Down to the final line, write out the material beneath exactly, without pictures.

↓

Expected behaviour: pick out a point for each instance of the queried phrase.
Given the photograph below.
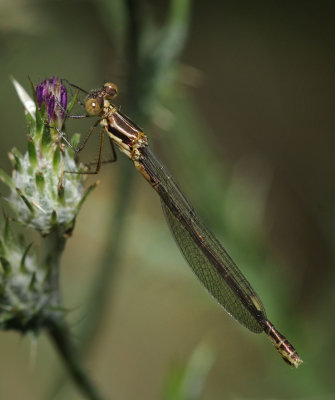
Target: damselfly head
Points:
(93, 104)
(111, 90)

↑

• **RESPONSE TO THIS TASK**
Expected behaviour: pick out a point for each instance of the queried phrase.
Given the photograph below.
Target: damselfly head
Points:
(93, 104)
(111, 90)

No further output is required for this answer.